[Dataset rows showing where objects appear]

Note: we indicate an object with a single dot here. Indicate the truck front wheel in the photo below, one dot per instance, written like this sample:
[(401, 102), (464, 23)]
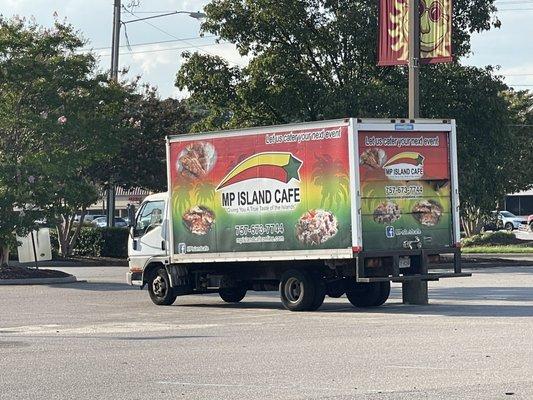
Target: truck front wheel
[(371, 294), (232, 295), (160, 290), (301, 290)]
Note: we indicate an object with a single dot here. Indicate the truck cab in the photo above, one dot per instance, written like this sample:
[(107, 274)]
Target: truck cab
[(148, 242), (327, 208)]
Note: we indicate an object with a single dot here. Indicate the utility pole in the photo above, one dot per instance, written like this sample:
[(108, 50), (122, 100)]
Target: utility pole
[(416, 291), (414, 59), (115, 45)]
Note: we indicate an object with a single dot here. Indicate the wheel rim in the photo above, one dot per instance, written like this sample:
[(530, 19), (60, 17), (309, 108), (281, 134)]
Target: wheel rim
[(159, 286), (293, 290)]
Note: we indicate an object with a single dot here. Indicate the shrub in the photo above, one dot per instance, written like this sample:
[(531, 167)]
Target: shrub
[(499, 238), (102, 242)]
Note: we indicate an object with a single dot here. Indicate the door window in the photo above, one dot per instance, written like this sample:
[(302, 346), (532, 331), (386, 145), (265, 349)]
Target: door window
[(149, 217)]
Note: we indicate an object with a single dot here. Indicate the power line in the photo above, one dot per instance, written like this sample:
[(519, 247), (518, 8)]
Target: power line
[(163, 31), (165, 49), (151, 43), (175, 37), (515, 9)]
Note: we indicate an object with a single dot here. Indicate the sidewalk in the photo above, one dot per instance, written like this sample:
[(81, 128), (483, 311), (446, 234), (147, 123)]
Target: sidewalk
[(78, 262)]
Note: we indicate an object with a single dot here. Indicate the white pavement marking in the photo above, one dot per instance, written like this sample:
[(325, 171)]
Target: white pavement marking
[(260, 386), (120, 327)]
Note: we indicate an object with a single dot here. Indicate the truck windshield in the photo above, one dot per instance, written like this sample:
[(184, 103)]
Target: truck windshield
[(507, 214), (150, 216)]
...
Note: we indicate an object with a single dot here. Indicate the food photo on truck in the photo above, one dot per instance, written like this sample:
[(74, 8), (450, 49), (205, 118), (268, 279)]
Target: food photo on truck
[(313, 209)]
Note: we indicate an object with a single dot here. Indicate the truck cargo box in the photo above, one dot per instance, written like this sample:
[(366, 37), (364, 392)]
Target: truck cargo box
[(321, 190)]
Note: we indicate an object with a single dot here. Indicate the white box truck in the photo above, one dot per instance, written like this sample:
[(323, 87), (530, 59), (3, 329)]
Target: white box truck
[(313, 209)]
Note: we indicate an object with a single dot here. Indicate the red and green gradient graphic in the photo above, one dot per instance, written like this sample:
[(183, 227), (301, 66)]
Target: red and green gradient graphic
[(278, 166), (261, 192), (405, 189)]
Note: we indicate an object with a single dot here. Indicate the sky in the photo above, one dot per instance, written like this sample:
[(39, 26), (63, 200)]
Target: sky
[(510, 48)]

● **YOUR INSTRUCTIONS**:
Rewrite the items from the line with "the white pavement" to the line with "[(507, 214), (150, 216)]", swapping "truck windshield" for "front windshield" and keeping everything else the same.

● **ANSWER TO THIS EXERCISE**:
Note: we indicate an object with a single dot here. Indicate the white pavement marking in the photo above, one dot per instance, written like this sample:
[(325, 171)]
Target: white pavement marking
[(260, 386), (120, 327)]
Note: we indicate an object with a single dot here. Indicate the front windshield in the photo above, one dot per instance, written like this sample:
[(184, 103)]
Target: front windshield
[(507, 214), (150, 216)]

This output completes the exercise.